> **Selection**
==============================
This is a major realisation of my Life! I am a 40 year old guy, who to be honest is quite successful in a business sense yet a total FOOL in my personal life. I have recently destroyed the world of a truly wonderful person! and three wonderful children, two of which are my own with my partner.

Cocaine took me out of a depression, brought about by business pressure and stress, and took me into a new world of Depression and Sorrow, even self pity!

I have always had a high sex drive, I used to enjoy porn to the extent of perversion! I have smoked cannabis for about 18 years, with the occasional break of say 7days (family holidays, NEVER smoked in front of my children) I first experienced cocaine on the eve of the Millenium (thought it will only happen once in my lifetime, Millenium that is) That was the start of sensation that I would crave for on a more fequent basis has time went by.

Approx 18 months ago I turned to cocaine has a release to the depression I found myself in! To be honest I NEVER thought I was depressed, just fed up! How Wrong I Was! I would sit in my office, alone (I found that I spent most of my time alone! mostly through choice) I would watch porn, smoke dope and snort cocaine! I would have fantasies about the porn I was watching, I would pleasure myself and feel guilt after the drug had subsided.
==============================
> **Material provided**
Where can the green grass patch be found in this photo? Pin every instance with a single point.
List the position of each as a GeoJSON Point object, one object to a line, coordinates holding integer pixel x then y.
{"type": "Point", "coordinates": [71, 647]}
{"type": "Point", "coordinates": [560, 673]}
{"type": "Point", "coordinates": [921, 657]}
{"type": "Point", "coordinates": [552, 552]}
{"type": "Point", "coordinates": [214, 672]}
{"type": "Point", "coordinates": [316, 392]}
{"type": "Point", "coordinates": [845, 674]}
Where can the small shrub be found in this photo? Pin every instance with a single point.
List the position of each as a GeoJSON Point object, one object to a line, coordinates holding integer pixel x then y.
==============================
> **Aim of the task**
Resume the first-person account of cocaine use and depression, picking up right after its final sentence. The items play no part in what comes next.

> **Result**
I also spent a lot of time surfing the net, looking at swingers sites and escort sites, I found a way to take my fantasies one step further, the cocaine, had such an affect that I thought of nothing and no one but my desires within, I would think to myself (whilst on the drug) "I just need to either pick the phone up and call an escort or make contact with a female swinger or couple and I could live my own real life porno! (swingering never really happened, up until mid July 2004)

I am in a hopeless situation, my partner made a discovery (from my mobile phone bill! Fool) my world jus fell apart and I am having a major problem trying to put it back together, Believe it or not my partner still loves me and would possibly still have me back? I LOVE HER MORE THAN LIFE! what stops her is the fact that she thinks I actually cared about my liasons and txt messaging friends. she can't and won't belive that a drug could have such an affect!

Am I Fooling Myself? or have I discovered the reason behind my actions?

I Just NEED to know?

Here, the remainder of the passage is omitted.